◆ What you have to do
Identify every line in the records below that contains the word "target" and copy each of those lines.

◆ Raw records
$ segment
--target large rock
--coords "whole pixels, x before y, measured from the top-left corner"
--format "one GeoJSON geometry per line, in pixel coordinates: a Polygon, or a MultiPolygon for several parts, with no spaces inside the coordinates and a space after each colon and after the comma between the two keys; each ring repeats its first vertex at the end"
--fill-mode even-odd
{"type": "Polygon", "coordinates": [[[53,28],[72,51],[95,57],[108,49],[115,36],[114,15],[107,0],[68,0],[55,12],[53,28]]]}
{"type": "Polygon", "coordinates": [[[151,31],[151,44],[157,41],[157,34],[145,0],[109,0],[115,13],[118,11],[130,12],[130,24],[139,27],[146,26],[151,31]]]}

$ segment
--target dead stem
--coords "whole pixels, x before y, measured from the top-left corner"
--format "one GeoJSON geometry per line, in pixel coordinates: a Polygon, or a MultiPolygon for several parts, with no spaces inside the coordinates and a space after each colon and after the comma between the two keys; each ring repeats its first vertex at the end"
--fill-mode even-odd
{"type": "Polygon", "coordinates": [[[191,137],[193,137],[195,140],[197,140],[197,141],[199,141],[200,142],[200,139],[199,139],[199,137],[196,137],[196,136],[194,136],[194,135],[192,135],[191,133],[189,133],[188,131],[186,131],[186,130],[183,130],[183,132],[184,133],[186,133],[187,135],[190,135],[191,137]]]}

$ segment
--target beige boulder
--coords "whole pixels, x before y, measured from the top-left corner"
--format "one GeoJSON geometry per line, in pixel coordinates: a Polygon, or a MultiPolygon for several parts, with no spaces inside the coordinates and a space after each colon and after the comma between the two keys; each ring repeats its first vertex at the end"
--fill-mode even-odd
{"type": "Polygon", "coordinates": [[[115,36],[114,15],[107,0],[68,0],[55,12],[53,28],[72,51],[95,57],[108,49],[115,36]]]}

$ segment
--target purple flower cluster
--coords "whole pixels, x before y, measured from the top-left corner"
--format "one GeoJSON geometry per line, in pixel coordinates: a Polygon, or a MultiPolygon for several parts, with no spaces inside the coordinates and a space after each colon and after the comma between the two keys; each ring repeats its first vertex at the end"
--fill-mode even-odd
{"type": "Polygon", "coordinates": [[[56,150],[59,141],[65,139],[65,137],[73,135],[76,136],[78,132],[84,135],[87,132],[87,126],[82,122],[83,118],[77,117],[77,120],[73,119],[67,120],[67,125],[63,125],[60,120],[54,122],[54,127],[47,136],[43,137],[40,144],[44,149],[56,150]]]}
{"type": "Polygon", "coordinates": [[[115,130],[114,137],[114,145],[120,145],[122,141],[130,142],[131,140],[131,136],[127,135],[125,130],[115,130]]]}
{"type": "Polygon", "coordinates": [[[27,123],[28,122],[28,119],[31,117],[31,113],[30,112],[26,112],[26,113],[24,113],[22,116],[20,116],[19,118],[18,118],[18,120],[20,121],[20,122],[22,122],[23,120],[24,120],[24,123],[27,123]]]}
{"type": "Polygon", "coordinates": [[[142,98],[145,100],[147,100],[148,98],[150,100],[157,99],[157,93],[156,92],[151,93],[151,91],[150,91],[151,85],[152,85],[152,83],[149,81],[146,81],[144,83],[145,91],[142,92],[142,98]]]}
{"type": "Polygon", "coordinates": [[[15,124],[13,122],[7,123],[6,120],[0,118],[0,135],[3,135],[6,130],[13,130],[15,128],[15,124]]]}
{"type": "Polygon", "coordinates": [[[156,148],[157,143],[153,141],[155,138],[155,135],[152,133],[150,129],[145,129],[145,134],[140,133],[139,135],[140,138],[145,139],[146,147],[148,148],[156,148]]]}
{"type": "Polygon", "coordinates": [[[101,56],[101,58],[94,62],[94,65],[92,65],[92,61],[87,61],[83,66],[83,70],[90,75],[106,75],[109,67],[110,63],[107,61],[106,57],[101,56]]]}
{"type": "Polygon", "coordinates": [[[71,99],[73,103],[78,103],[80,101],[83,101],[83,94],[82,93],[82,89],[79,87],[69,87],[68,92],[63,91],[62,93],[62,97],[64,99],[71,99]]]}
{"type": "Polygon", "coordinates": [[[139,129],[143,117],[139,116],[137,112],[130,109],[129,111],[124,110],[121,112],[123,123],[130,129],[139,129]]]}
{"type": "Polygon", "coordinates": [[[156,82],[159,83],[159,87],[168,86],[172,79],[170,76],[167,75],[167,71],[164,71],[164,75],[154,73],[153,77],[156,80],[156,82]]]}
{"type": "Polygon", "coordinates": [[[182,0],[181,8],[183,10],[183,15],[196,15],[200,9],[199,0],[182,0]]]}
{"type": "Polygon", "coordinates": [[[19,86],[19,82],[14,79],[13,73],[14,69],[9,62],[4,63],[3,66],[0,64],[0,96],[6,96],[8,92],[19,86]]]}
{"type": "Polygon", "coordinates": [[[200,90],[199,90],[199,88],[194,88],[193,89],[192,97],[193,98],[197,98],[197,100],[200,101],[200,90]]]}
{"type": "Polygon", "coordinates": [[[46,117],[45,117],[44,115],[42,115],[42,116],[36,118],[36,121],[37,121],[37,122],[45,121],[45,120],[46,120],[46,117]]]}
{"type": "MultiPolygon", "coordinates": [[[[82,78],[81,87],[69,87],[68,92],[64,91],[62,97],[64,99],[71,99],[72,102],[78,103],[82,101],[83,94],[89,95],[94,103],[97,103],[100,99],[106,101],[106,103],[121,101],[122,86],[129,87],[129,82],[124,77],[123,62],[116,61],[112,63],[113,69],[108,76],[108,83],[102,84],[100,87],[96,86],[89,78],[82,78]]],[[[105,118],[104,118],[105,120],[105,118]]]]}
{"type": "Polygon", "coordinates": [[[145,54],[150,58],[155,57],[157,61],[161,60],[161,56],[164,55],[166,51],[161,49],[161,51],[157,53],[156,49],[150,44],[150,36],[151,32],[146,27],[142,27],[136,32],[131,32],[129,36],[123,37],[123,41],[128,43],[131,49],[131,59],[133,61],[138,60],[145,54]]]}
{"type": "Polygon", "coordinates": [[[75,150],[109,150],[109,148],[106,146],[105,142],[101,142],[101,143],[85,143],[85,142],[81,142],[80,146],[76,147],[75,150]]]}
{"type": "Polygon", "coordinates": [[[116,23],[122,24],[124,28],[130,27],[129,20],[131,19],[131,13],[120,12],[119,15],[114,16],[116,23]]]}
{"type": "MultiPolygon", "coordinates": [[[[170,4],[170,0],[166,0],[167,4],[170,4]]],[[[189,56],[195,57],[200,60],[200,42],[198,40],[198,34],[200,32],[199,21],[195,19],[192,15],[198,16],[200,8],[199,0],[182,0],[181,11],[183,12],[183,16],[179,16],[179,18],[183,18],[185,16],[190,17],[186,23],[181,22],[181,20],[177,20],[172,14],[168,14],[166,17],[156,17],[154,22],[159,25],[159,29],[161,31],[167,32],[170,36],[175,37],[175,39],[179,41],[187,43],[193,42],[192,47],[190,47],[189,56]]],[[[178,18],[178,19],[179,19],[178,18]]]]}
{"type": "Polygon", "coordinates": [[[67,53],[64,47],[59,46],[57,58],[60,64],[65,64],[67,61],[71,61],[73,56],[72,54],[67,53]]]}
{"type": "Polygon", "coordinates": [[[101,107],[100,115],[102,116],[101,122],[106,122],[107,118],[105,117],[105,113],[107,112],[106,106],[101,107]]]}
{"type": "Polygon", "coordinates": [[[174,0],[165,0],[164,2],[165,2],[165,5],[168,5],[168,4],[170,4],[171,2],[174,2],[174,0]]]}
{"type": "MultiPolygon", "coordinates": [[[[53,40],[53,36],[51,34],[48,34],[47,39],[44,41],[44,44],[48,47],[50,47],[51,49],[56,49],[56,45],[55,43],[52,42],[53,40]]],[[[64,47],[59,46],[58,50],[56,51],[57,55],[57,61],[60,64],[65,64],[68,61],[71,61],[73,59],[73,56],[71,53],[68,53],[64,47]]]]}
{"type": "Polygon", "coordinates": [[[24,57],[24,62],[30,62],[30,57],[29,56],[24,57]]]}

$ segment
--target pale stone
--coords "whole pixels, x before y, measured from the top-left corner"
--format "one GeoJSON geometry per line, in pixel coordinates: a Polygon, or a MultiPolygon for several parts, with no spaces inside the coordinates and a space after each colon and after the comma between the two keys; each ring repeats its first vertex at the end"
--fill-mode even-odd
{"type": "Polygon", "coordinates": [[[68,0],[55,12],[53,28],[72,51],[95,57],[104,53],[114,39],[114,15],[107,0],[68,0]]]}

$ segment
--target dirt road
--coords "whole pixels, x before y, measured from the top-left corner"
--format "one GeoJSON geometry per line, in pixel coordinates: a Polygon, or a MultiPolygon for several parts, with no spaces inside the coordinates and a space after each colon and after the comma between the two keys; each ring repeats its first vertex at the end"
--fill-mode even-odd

◆ Correct response
--target large rock
--target dead stem
--target beige boulder
--target purple flower cluster
--target pale stone
--target dirt road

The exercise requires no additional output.